* Begin SELECTED PASSAGE *
|
BY-LAWS OF THE
MYRTLE GROVE YOUTH ASSOCIATION FOUNDATION, INCORPORATED |
| Escambia County, Pensacola, Florida |
ARTICLE I -NAME AND LOCATION
Section 1. The name of this organization shall be Myrtle Grove Youth Association Foundation, Incorporated. (MGYAF)
Section 2. The principal office of the MGYAF shall be located on North 61st Avenue, South Jackson, Myrtle Grove, Pensacola, Florida 32516. P.O. Box 3202, Pensacola, Florida 32516.
Section 3. Other offices for the transaction of business may be located at such places as the Board of Directors of the MGYAF shall determine.
ARTICLE II-MISSION AND PURPOSE
The mission and purpose of the MGYAF is to provide athletic programs for young people ages 4-17 years which promote good sportsmanship, good citizenship, team building, physical fitness and community involvement.
ARTICLE III-MEMBERSHIP
Section 1. Qualifications- Any adult person of good character and reputation shall be eligible for active or honorary membership. A person desiring to be an active member shall submit a signed membership application to any active member of the Foundation who shall immediately cause the application to be delivered to the Membership Committee.
Section 2. Election to Active Membership: Persons shall be elected to active membership upon application to the Membership Committee, which will insure that the applicant meets the qualifications for the membership set forth in the corporate charter. Upon a determination that the applicant has met the required qualifications and the payment of membership dues, the Treasurer shall issue a membership card and record the new member’s name and address in the Foundations records.
Section 3. Honorary Membership- The names of proposed candidates for honorary membership shall be submitted in writing to the Board of Directors, via the Membership Committee. The election of Honorary Members shall be in the same form and manner as prescribed for active membership, except that no signed application shall be necessary. No more than two new honorary members shall be elected during any fiscal year. Honorary Members shall be entitled to attend all meetings and enjoy all other privileges of the Foundation. Honorary Members may become active members upon the payment of any initiation fees and annual dues.
Section 4. Dues and Initiation Fees: Membership dues and initiation fees shall be set by the Board of Directors and approved by the Foundation active membership. Dues are payable on January 1 of each fiscal year and shall become delinquent sixty (60) days after the due date. Participation as an active member automatically terminates if dues are not received within ninety (90) days of the due date. Active membership will be reinstated upon payment of all arrearages.
ARTICLE IV-OFFICERS
The officers of the Foundation shall be President, Vice-President, Secretary, Treasurer and a Sergeant-at-Arms. There shall also be a Board of Directors composed of the officers of the Foundation, all league Presidents, Past-President, and seven active members of the Foundation. All Officers and directors shall be elected for a term of two (2) years or until their successors are elected. Officers and directors shall serve without compensation.
* End SELECTED PASSAGE *
Extend the youth association by-laws above, picking up right after the sentence on officers and directors serving without compensation. The lines that come next stand apart from the by-laws and are separate material.
* Begin RECORDED INFORMATION *
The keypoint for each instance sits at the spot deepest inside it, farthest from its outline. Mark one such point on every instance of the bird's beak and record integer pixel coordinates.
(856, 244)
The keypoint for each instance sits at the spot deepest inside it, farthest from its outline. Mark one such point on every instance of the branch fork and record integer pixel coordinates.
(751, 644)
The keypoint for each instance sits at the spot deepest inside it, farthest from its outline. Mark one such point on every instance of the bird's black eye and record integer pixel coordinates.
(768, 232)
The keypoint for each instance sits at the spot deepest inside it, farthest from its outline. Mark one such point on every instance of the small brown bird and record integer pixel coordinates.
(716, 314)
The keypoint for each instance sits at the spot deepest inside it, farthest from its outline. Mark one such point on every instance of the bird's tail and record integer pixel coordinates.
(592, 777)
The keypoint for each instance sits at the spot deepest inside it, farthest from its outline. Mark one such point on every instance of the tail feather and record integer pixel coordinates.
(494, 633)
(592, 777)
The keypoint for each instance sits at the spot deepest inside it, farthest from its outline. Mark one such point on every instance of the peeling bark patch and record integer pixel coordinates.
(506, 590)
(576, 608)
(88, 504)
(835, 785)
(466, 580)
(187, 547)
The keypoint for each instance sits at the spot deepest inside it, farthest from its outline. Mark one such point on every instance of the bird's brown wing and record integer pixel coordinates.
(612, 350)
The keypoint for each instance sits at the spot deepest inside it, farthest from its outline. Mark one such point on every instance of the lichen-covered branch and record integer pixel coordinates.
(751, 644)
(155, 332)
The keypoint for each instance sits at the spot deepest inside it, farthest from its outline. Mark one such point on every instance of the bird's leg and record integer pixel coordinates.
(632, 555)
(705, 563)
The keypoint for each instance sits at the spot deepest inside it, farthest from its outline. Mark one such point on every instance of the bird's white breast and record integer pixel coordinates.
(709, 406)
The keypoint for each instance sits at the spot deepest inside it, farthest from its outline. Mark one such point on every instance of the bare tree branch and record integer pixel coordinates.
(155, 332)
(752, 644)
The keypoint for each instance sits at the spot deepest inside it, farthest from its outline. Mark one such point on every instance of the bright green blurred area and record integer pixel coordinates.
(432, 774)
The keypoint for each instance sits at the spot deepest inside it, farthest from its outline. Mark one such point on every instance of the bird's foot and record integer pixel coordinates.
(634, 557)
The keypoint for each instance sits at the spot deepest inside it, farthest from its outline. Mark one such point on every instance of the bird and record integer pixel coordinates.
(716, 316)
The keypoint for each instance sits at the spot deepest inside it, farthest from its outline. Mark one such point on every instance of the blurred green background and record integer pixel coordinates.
* End RECORDED INFORMATION *
RESPONSE TO THIS TASK -
Section 1. Eligibility-Any member in good standing for more than one calendar year immediately proceeding the annual election, shall be eligible to serve as an officer of director of the Foundation. Any member nominated to serve as President must have served at least one term on the Board of Directors or have held a lesser elective office in the Foundation.
Section 2. Election-
A. The election of officers and directors shall be annually on the fourth Tuesday in September.
B. Three meetings prior to the annual meeting, the President shall appoint a nominating committee of at least three members. The nominating committee shall prepare a report giving the offices to be filled and the names of one or more active members recommended for each office. This report shall be submitted one meeting prior to the annual meeting and at this time nominations from the floor will be accepted. The recommendations of the nominating committee and floor nominations will be presented at the annual meeting.
C. At the annual meeting, all active members attending will be provided with a written ballot containing the names of all nominees for the respective offices. Active members shall vote for one nominee for each elective office and for seven directors.
Section 3. Balloting-The nominee receiving the majority of votes so cast for Foundation officers shall thereupon be declared elected for a term of two years commencing on October 1 following. The nominees receiving the plurality of votes for the Board of Directors shall thereupon be declared elected for a period of two years as stated herein.
Section 4. Vacancies-A vacancy in any office shall be filled by majority vote of the Foundation at the next regular meeting following the nomination of the person recommended to fill the office by the Board of Directors. Vacancies are filled only until the next regularly scheduled election.
ARTICLE V-DUTIES OF OFFICERS
Section 1. President- The President shall appoint all committees, preside at all meetings of the Foundation, serve as Chairman of the Board of Directors, voting only to break a tie, and perform such other duties as ordinarily pertain to such office. The President shall be an ex-officio member of all Foundation committees.
Section 2. Vice-President-In the absence of the President, it shall be the duty of the Vice-President to preside at all meetings of the Foundation and Board of Directors and to perform such other duties as ordinarily pertain to such office.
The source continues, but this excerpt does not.